---------- Alıştırma metni

HÂKİM ATA, Süleyman Bakırgan

(d. ?/? - ö. ?/1186)
tekke şairi
(Tekke / Başlangıç-15. Yüzyıl / Harezm-Kıpçak)
ISBN: 978-9944-237-86-4

Halkın arasında Hâkim Ata lakabıyla tanınan, Hoca Ahmed Yesevi geleneğini hem tasavvufta hem edebiyatta devam ettiren, Ahmed Yesevi’nin üçüncü halifesi olan Süleyman Bakırganî, Harezm’de dünyaya gelmiştir. Doğum tarihi belli olmasa da vefatı 1186 senesi olarak biliniyor. Türbesi bugünkü Özbekistan’ın Kongırat kentindedir.

Ali Şir Nevâî Nesâyim ul-muhabbet eserinde yazdığına göre, Hâkim Ata’nın adı Süleyman olup, Hoca Ahmed Yesevî’nin mürididir. Rivayete göre, okula gidip gelirken, genç Süleyman diğer öğrenci çocuklar gibi Kur’an-ı Kerîm'i boynuna asmaz, eliyle altından tutarak hürmetle başında taşır, talim aldığı mektebe de sırtını dönmezdi. Yüzünü mektebe, sırtını eve dönmüş olarak eve giderdi. Onun bu hâli Ahmed Yesevi hazretlerinin hoşuna gider, hocası ve anne babasının rızasını aldıktan sonra Süleyman’ı Kur’ân-ı Kerim okutmak için yanına alır, böylece Yesevî hazretlerine talebe oldu. Yine bir gün Hoca Ahmed yemek pişirmek için talebelerini odun toplamaya yaylaya gönderir. Yağmur yağdığı için herkesin odunu ıslanır, fakat Hâkim Ata odunları elbisesine sararak getirdiği için kuru kalmıştı. Bunu gören Hoca Ahmed “evladım, hikmetli iş yaptın, bundan sonra ismin Hâkim olsun, der. Ondan sonra Hâkim ismi Hocasından miras kalır. Bu iltifattan sonra Hâkim Ata hikmetli şiirler söylemeye başlamıştır (Nevâî: 2001: 422).

--------------------

**Görev 1**
Hâkim Ata hakkındaki metne göre aşağıdaki soruları yanıtlayın:
(a) Hâkim Ata'nın türbesi hangi kenttedir?
(b) Nevâî'nin yazdığına göre Hâkim Ata'nın adı nedir?
(c) Yağmurda odunları kuru kalsın diye Hâkim Ata ne yapmıştı?
**Görev 2**
Hâkim Ata'nın hayatını anlatan metni kaldığı yerden devam ettirin.

---------- Çıkarılan veriler

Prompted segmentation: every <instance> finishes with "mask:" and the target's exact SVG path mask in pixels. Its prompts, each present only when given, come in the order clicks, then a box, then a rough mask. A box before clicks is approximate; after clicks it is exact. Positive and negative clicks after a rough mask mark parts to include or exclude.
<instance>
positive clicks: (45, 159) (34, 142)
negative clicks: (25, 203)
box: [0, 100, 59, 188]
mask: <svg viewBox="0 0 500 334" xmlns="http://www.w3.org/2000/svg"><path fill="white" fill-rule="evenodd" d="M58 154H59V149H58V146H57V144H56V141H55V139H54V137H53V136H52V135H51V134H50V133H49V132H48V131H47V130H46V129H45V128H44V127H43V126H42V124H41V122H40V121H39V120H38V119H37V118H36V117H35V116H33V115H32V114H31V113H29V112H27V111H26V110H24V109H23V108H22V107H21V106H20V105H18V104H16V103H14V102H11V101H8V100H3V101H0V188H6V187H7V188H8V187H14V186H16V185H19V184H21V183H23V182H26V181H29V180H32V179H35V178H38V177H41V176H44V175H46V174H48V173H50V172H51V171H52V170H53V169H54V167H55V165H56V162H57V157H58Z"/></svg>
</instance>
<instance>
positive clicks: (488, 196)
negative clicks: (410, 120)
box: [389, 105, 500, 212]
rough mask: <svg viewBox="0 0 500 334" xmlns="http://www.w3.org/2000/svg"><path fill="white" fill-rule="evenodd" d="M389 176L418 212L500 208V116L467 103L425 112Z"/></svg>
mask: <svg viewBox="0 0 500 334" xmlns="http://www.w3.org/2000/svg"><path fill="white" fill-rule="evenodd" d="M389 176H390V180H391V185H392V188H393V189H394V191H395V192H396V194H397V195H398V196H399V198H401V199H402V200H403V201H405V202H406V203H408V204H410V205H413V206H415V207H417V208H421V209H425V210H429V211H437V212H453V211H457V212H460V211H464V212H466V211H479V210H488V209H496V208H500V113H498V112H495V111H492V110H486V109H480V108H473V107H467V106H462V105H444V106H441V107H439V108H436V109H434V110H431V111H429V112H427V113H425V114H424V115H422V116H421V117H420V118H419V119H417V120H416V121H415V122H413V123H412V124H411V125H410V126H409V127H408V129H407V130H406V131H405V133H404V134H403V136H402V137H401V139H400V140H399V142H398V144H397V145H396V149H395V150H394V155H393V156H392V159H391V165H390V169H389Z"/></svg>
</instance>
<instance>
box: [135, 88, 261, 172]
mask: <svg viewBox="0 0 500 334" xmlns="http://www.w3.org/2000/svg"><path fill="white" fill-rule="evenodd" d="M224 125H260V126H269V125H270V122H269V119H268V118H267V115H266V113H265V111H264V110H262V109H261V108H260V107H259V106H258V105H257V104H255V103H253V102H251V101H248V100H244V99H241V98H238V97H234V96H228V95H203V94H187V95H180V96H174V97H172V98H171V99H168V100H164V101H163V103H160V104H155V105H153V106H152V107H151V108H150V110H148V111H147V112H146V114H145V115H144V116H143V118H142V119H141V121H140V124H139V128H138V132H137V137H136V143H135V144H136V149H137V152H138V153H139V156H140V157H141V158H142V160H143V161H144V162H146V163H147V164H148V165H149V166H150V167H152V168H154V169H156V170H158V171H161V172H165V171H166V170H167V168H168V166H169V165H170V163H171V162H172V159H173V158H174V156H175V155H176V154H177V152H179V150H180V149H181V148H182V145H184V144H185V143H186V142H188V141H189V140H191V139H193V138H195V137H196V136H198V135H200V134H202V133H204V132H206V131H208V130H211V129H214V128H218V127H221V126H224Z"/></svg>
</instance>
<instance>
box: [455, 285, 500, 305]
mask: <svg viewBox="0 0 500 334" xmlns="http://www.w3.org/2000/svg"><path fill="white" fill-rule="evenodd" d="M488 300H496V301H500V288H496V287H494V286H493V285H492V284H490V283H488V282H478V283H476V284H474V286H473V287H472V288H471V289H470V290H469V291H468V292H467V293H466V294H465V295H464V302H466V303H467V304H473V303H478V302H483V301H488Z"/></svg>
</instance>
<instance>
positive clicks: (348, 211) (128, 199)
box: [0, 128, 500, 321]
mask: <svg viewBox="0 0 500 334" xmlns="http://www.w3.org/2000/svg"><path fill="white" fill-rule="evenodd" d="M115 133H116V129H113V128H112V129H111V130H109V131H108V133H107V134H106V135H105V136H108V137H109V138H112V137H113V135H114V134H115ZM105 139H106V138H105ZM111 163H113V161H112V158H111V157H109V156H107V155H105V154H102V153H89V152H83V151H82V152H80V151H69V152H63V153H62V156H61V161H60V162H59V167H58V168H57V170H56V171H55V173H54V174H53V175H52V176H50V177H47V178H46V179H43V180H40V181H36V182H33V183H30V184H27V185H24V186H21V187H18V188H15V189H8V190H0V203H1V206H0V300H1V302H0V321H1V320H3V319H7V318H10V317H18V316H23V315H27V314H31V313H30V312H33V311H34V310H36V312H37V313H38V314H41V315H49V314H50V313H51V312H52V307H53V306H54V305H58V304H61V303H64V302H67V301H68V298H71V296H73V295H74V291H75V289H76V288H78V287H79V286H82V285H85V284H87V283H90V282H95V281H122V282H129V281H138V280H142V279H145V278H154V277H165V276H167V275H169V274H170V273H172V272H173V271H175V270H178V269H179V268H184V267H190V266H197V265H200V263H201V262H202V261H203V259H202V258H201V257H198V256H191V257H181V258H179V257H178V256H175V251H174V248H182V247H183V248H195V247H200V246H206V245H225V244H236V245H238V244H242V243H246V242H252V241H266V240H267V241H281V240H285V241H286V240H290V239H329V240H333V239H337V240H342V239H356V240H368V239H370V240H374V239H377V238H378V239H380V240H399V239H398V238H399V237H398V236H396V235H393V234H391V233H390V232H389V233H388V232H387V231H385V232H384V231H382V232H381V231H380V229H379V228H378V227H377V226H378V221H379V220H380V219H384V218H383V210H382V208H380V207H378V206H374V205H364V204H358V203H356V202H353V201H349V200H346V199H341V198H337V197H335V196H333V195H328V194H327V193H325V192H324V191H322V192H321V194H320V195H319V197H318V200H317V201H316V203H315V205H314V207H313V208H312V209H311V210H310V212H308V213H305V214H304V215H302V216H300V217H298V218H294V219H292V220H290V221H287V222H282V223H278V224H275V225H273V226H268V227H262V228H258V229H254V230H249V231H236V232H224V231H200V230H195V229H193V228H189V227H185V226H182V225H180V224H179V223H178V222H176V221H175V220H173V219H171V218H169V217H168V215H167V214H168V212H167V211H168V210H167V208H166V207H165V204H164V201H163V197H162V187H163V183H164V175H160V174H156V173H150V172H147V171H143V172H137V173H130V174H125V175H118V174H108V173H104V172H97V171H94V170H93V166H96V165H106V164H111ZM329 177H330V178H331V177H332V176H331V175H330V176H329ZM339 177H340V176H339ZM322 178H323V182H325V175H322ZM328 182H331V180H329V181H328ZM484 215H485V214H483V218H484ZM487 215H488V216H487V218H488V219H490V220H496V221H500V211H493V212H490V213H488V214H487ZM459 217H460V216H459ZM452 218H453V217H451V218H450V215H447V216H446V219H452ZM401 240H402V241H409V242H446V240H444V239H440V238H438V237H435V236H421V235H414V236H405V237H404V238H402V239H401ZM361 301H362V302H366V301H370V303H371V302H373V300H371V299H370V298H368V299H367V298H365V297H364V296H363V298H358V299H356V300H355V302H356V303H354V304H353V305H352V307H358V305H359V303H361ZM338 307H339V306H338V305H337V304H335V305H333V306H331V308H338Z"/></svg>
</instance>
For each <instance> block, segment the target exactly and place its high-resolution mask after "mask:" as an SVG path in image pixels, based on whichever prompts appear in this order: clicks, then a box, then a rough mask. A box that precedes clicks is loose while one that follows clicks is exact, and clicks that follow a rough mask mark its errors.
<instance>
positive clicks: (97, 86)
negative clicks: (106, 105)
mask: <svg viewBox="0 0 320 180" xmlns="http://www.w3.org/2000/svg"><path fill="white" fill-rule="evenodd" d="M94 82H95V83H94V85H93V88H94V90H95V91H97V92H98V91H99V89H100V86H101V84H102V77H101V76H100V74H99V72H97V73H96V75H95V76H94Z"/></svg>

--------------------

**Çıktı 1**
(a) Bugünkü Özbekistan'ın Kongırat kentindedir.
(b) Süleyman.
(c) Odunları elbisesine sararak getirmişti.

**Çıktı 2**
Hâkim Ata Süleyman Bakırganî, Ahmed Yesevî’nin başlattığı Hikmet geleneğini devam ettiren arif bir şairdir. Eserlerini “Süleyman”, “Kul Süleyman”, “Süleyman Bakırganî”, “Hâkim”, “Hâkim Süleyman”, “Hâkim Hoca”, “Hâkim Hoca Süleyman” gibi mahlasları kullanarak kaleme almıştır. Dili de öz Türkçedir. Bugüne kadar onun şu eserleri ulaşmıştır: Bakırgan Kitabı, Mirac-name, İmam-ı Azam Kıssası, Bibi Meryem Kıssası, Ahir-zaman Kıssası.

Bakırgan Kitabı 1877, 1848, 1901 yıllarında Kazan'da basılmıştır. 1991 yılında Özbek âlimleri İbrahim Hakkul ve Seyfeddin Refiddin tarafından Bakırgan Kitabı Kiril alfabesiyle yayımlanmıştır. Onun içerisinde gazeller, hikmetler, kasideler yer almaktadır. Bakırgan Kitabı'ndaki şiirler esasen ahlaki-eğitimsel, dinî-tasavvufi konularda olup, insanlığın kaderi ve manevi olgunluğun faziletlerinden bahsedilir. Bundan dolayı onun şiirleri Fahreddin Ali Safi’nin tabiriyle “Türkistan’da bilinmiş ve tanınmıştır”, “faydalı nefesleri” (sözleri)ne insanlar saygı duymuşlar, her zaman değer vermişlerdir. Meselâ, onun şu hikmeti da manidarlığıyla kıymetlidir:

Hâkim Ata Süleyman Bakırganî’nin edebî mirası hacim açısından zengindir. Nitekim eserleri arasında en görkemlilerinden İmam-ı Azam kıssası'nda da şair sosyal hayattaki adaletin en önemli esasları olan insan hakları, helale riayet, haramdan kaçınmak, adil hüküm vermek gibi konular üzerinde önemle durmaktadır. Orta Asya Müslümanlarının bin senedir amel ettikleri Hanefilik mezhebinin kurucusu olan İmamı Azam Ebu Hanife Numan bin Sabit hazretlerinin hayatıyla ilgili bu kıssa didaktik edebiyatımız tarihinde ahlaki-terbiyevi öneme sahip olmasıyla da ayrı bir değer taşır.

Ahir Zaman Muhammesi'nde Yer ve Gök’ün yaratılması ve kıyamet’in alametleri beyan edilmiştir. Şair okuyuculara öteki dünyanın azaplarını hatırlatarak dünya hayatında sulh, barış ve adaletle yaşamaya, zülüm ve cefayı terk etmeye çağırır.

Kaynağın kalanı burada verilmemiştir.